═══ Input for this task

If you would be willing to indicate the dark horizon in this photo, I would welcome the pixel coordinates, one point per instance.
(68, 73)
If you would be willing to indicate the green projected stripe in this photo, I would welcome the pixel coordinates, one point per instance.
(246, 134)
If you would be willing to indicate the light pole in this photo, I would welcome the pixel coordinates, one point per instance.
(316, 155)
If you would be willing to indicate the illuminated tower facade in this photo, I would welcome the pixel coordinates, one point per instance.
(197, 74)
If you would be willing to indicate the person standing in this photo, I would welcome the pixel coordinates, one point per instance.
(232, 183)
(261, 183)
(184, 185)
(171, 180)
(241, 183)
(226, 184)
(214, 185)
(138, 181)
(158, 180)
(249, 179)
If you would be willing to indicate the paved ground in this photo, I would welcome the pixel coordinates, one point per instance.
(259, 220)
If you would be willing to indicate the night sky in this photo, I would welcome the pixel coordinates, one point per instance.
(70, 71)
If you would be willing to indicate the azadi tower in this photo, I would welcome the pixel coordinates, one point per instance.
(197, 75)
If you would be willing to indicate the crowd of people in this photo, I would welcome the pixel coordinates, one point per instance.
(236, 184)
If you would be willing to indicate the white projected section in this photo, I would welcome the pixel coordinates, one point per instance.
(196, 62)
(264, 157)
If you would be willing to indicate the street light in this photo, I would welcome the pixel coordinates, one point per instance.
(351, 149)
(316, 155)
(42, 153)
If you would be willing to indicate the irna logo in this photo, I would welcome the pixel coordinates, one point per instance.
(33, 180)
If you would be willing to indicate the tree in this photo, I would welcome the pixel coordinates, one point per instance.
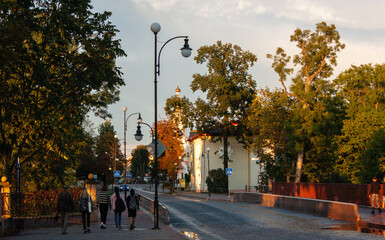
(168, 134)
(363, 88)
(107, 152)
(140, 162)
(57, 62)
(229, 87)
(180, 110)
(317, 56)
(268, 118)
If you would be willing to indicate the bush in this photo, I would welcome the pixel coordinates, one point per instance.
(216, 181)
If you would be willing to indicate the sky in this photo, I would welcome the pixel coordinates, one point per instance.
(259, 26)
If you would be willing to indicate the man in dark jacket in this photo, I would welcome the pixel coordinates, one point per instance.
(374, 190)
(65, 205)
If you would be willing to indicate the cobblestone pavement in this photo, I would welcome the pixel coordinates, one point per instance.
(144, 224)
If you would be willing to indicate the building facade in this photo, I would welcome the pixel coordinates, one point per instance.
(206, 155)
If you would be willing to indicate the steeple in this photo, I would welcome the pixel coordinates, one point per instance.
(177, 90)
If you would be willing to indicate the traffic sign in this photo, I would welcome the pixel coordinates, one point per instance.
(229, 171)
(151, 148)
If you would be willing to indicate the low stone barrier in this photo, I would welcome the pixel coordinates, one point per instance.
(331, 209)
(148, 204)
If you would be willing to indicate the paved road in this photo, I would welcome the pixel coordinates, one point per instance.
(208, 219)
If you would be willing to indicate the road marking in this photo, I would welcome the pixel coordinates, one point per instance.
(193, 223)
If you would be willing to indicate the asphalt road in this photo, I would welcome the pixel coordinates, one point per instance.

══════

Stated task – Retype exactly the lines from the one containing "If you would be willing to indicate the man" through the last line of the records above, including both.

Output for this task –
If you would be willing to indicate the man in dark jacket in this photo, I would welcome the pixel coordinates, one point per instance.
(374, 190)
(65, 205)
If you would be willing to indicate the cobblestone pavement in this photo, I would welcome the pixel coordinates, one point per instance.
(144, 224)
If you would be willing to indicate the building facade in this photo, I would welcome the pixel coordinates, one point per instance.
(206, 155)
If you would be willing to indicate the steeple in this photo, I would welcome the pixel coordinates, one point per instance.
(177, 90)
If you would be willing to indicate the traffic sign in this photo, I would welcome the pixel coordinates, one point per instance.
(229, 171)
(151, 148)
If you would be willing to indicate the low stone barrier in this photo, I would welcome the pixel coordinates, one point per instance.
(331, 209)
(148, 204)
If you would be willing to indicate the paved road in this photo, I would welcome the pixel coordinates, one point per instance.
(208, 219)
If you would be willing to indicate the road marking in this photo, I would welcome the pixel coordinates, one point per instance.
(193, 223)
If you would be willing to indicate the asphalt road in this photo, I would welcome the pixel coordinates, one point per instance.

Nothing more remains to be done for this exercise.